== Task prompt ==
Could you copy every line of the material below word for word, with nothing added or left out?

* Begin Information shown *

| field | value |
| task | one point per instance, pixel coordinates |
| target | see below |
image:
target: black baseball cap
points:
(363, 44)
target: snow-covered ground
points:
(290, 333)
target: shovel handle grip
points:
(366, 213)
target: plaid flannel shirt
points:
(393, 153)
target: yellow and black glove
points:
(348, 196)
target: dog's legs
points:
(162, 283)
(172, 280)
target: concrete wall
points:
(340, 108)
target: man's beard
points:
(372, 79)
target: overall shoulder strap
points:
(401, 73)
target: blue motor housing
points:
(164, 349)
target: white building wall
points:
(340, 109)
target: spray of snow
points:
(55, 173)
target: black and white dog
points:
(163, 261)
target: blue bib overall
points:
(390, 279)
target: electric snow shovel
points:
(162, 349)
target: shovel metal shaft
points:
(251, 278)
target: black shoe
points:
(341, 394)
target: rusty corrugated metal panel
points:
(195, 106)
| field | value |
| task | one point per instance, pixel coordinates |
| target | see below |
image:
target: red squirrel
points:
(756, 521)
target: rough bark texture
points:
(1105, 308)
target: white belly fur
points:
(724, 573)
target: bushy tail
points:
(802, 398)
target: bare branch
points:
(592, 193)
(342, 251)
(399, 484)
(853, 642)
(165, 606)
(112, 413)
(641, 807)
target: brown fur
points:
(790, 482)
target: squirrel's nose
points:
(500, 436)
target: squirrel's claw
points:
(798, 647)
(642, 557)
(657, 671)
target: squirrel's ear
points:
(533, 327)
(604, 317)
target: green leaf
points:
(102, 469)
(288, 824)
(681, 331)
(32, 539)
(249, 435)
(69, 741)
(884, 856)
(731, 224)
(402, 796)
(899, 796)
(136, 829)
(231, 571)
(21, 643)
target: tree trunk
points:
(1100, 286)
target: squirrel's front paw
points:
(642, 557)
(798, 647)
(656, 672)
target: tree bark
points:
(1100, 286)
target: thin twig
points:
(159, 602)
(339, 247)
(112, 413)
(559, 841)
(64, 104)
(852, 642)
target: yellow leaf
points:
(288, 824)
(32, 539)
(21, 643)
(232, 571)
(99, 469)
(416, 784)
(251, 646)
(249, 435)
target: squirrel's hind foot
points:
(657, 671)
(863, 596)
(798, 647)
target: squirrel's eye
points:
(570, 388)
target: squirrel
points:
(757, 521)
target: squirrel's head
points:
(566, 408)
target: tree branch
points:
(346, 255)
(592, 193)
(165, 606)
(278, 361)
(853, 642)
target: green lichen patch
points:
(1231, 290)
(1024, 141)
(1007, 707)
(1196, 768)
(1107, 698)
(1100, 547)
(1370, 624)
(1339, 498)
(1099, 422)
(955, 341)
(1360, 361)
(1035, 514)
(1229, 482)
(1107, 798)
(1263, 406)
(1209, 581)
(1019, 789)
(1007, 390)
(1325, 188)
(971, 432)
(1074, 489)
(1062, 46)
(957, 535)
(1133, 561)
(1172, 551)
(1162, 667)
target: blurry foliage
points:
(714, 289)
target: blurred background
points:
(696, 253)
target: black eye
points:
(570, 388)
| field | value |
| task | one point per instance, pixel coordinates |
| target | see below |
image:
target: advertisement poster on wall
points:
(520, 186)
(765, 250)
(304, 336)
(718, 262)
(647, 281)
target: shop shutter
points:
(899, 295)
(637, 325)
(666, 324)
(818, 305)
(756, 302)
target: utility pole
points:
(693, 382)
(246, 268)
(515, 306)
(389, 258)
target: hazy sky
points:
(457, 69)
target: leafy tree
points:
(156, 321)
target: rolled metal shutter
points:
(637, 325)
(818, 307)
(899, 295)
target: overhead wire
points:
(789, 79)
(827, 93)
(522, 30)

* End Information shown *

== Response to this task ==
| field | value |
| task | one point per instance, pixel coordinates |
| target | see below |
image:
target: black baseball cap
points:
(363, 44)
target: snow-covered ground
points:
(290, 333)
target: shovel handle grip
points:
(366, 213)
target: plaid flannel shirt
points:
(393, 153)
target: yellow and black glove
points:
(348, 196)
target: dog's legs
points:
(162, 283)
(172, 280)
target: concrete wall
points:
(340, 108)
target: man's beard
points:
(372, 79)
target: overall shoulder strap
points:
(401, 73)
target: blue motor housing
points:
(164, 349)
target: white building wall
points:
(340, 109)
target: spray of snow
points:
(55, 173)
target: black and white dog
points:
(163, 261)
target: blue bib overall
points:
(390, 279)
target: electric snow shovel
points:
(162, 349)
target: shovel metal shaft
points:
(251, 278)
target: black shoe
points:
(341, 394)
target: rusty corrugated metal panel
points:
(195, 106)
| field | value |
| task | one point per instance, pixel coordinates |
| target | see below |
image:
target: red squirrel
points:
(756, 521)
target: rough bark texture
points:
(1105, 308)
target: white belly fur
points:
(724, 573)
target: bushy tail
points:
(802, 398)
target: bare branch
points:
(592, 193)
(342, 251)
(399, 484)
(853, 642)
(165, 606)
(112, 413)
(641, 807)
target: brown fur
points:
(790, 482)
target: squirrel's nose
points:
(500, 436)
target: squirrel's claw
points:
(798, 647)
(642, 557)
(657, 671)
target: squirrel's ear
points:
(533, 327)
(604, 317)
target: green leaf
points:
(102, 469)
(288, 824)
(681, 331)
(32, 539)
(249, 435)
(69, 741)
(884, 856)
(731, 224)
(402, 796)
(899, 796)
(136, 829)
(231, 571)
(21, 643)
target: tree trunk
points:
(1100, 286)
target: squirrel's front paw
points:
(642, 557)
(798, 647)
(656, 672)
target: tree bark
points:
(1100, 286)
target: thin twig
points:
(159, 602)
(339, 247)
(112, 413)
(559, 841)
(64, 104)
(852, 642)
target: yellow leaf
points:
(288, 824)
(32, 539)
(21, 643)
(232, 571)
(99, 469)
(416, 784)
(251, 646)
(249, 435)
target: squirrel's hind foot
points:
(657, 671)
(863, 596)
(798, 647)
target: squirrel's eye
points:
(570, 388)
target: squirrel
points:
(757, 521)
target: squirrel's head
points:
(566, 408)
target: tree branch
points:
(346, 255)
(592, 193)
(165, 606)
(278, 361)
(853, 642)
target: green lichen patch
points:
(1231, 290)
(1024, 141)
(1007, 707)
(1196, 768)
(1107, 698)
(1100, 547)
(1370, 624)
(1339, 498)
(1099, 422)
(955, 341)
(1360, 361)
(1035, 514)
(1229, 482)
(1107, 798)
(1263, 406)
(1209, 581)
(1019, 789)
(1007, 390)
(1325, 188)
(971, 432)
(1074, 489)
(1062, 46)
(957, 535)
(1133, 561)
(1172, 551)
(1162, 667)
target: blurry foliage
points:
(714, 289)
target: blurred background
points:
(696, 253)
target: black eye
points:
(570, 388)
| field | value |
| task | one point per instance, pixel coordinates |
| target | see below |
image:
target: advertisement poster on wall
points:
(520, 186)
(765, 250)
(304, 336)
(718, 262)
(647, 281)
target: shop shutter
points:
(899, 295)
(637, 325)
(666, 324)
(818, 305)
(756, 302)
target: utility pole
points:
(693, 382)
(246, 268)
(515, 306)
(389, 258)
target: hazy sky
points:
(457, 69)
target: leafy tree
points:
(156, 321)
target: rolled metal shutter
points:
(637, 325)
(818, 307)
(899, 295)
target: overhead wire
points:
(789, 79)
(827, 93)
(522, 30)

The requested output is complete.